AUSGEWÄHLTER AUSZUG

„Seit dem Erdbeben am 12. Januar sind die Ärzte vom ‚Hospital Adventiste d’Haiti‘ im Einsatz, um Verletzte zu versorgen. Bis auf diesen Tag reißt der Zustrom nicht ab“, berichtete Fritz Neuberg, Mitarbeiter der Adventistischen Entwicklungs- und Katastrophenhilfe ADRA Deutschland, aus Port-au-Prince. Ausländische Chirurgen hätten das örtliche Ärzteteam inzwischen verstärkt. Der Bedarf an Medikamenten und medizinischem Gerät sei dennoch kaum zu bewältigen. Vor allem fehle es an Knochensägen, denn bei vielen Patienten müssten Gliedmaßen amputiert werden, und das meistens ohne Narkose. „ADRA Deutschland konnte hier durch eine Medikamentensendung der deutschen Johanniter eine vorübergehende Entlastung schaffen.“ Die Lieferung sei jedoch schon aufgebraucht, denn auch andere Not leidende Krankenhäuser hätten davon profitiert, so Neuberg. Insgesamt wären in Port-au-Prince über 250.000 Menschen auf medizinische Hilfe angewiesen.
Allein auf dem Areal des Krankenhauses und der benachbarten Adventistischen Universität hätten über 10.000 Menschen Zuflucht gefunden. Nachts seien es über 30.000 Obdachlose, die hier Sicherheit und Schutz suchten. Die Versorgung der vielen Menschen mit Trinkwasser und Nahrung sei eine große Herausforderung. „Die Ausgabestellen müssen jedoch durch Polizei und Militär gesichert werden, um Übergriffe zu vermeiden“, teilte Neuberg mit.

DATENAUSZUG
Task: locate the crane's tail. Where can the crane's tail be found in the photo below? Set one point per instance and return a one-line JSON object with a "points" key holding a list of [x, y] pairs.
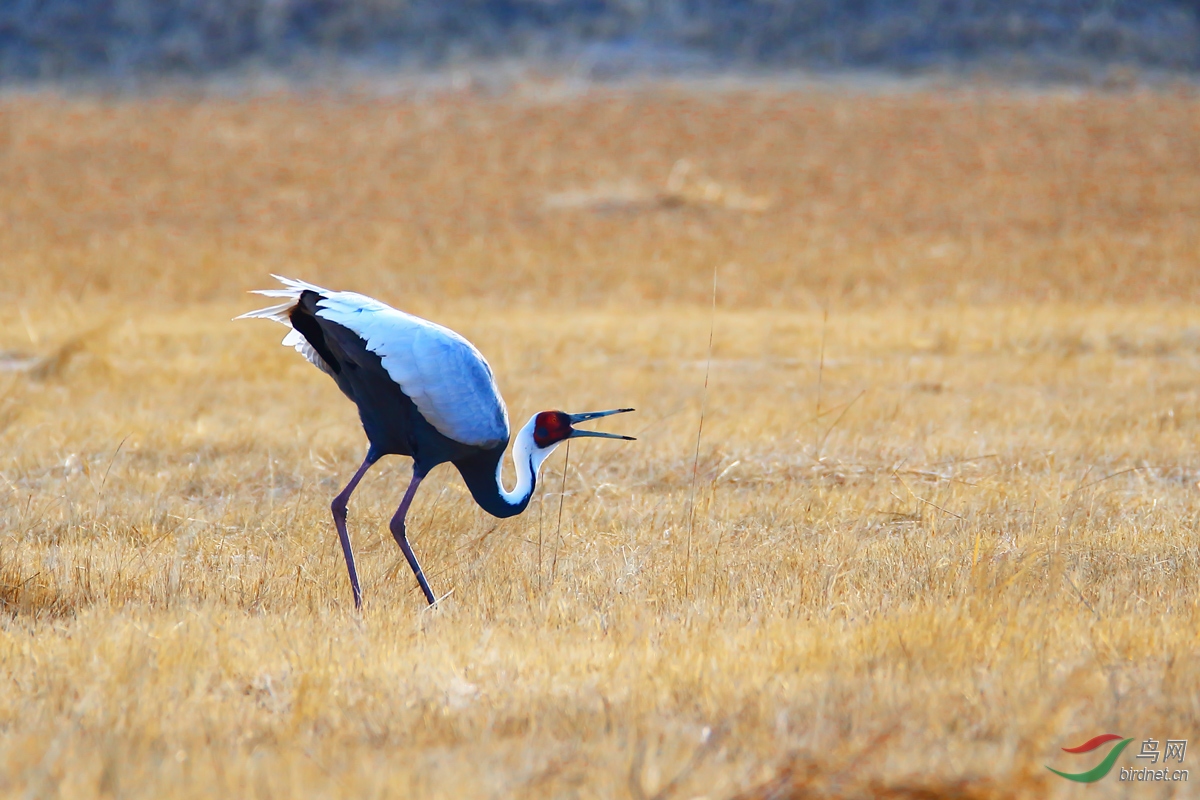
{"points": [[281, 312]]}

--

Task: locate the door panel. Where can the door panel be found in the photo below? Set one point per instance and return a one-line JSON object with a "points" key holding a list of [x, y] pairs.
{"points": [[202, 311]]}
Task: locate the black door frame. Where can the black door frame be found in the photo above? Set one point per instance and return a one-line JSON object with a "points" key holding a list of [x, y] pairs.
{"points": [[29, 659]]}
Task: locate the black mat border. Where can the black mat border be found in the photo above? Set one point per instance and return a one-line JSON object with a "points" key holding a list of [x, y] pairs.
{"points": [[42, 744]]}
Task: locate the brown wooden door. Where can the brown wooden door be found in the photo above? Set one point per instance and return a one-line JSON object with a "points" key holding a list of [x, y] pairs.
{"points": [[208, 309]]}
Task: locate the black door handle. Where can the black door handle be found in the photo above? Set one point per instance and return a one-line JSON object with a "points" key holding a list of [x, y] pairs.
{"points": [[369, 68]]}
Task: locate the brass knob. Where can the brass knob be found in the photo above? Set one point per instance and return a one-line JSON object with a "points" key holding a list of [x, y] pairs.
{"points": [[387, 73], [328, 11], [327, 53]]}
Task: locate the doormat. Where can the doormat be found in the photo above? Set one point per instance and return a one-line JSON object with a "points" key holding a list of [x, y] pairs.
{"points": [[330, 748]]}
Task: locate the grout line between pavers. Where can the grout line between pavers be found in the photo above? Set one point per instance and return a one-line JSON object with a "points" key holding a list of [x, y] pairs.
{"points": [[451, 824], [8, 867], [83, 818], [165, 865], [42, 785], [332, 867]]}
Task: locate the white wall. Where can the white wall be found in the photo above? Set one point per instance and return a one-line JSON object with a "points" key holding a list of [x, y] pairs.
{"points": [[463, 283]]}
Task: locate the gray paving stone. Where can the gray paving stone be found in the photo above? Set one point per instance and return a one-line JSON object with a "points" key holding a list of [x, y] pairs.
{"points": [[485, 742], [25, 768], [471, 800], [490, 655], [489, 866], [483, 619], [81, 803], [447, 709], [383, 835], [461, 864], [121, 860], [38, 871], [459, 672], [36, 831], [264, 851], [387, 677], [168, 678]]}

IHRE AUFGABEN
#1 Führen Sie alle Angaben zur Zahl von Menschen im Bericht aus Port-au-Prince auf und nennen Sie jeweils, worauf sich die Zahl bezieht.
#2 Führen Sie den Bericht aus Port-au-Prince im Anschluss an seinen letzten Satz fort.
Das Material ist eigenständig und gehört nicht zum Bericht aus Port-au-Prince.

ERWARTETE ANTWORTEN
#1
- Über 250.000 Menschen sind in Port-au-Prince auf medizinische Hilfe angewiesen.
- Über 10.000 Menschen haben auf dem Areal des Krankenhauses und der benachbarten Adventistischen Universität Zuflucht gefunden.
- Über 30.000 Obdachlose suchen dort nachts Sicherheit und Schutz.

#2
Auch die Unterbringung der Obdachlosen erfordere eine gute Koordination. ADRA Haiti habe schon in den ersten Tagen an ausgewählten Orten der Hauptstadt Zelte für Kranke und Kleinkinder aufgestellt. Insgesamt seien laut Neuberg etwa 80 Prozent der Einwohner von Port-au-Prince obdachlos. Daher werde ADRA weitere Zeltlager einrichten und die Versorgung der Menschen organisieren. „Hierbei ist die Herstellung hygienischer Verhältnisse durch den Bau von Latrinen erste Priorität.“ ADRA Deutschland habe eine Wasseraufbereitungsanlage, Wassertanks, Wasch- und Körperpflegemittel auf den Weg ins Katastrophengebiet gebracht.
Neuberg selbst werde jetzt im Westen der Insel arbeiten. In der Stadt Leogane soll ein zweites Einsatzzentrum von ADRA entstehen. Leogane liege noch näher am Erdbebenzentrum als Port-au-Prince. Die ersten Eindrücke zeigten eine bis zu 90 Prozent zerstörte Stadt. „Bisher ist dieser Teil der Insel nur wenig beachtet worden, weil sich alles auf die Hauptstadt konzentriert. Wir werden als ADRA Deutschland uns besonders der Städte auf der Halbinsel annehmen“, meinte Fritz Neuberg. Eine besondere Herausforderung stellten Tausende von Kindern dar, die unbeaufsichtigt umherirrten. ADRA Deutschland sehe hier einen Schwerpunkt ihrer weiteren Arbeit.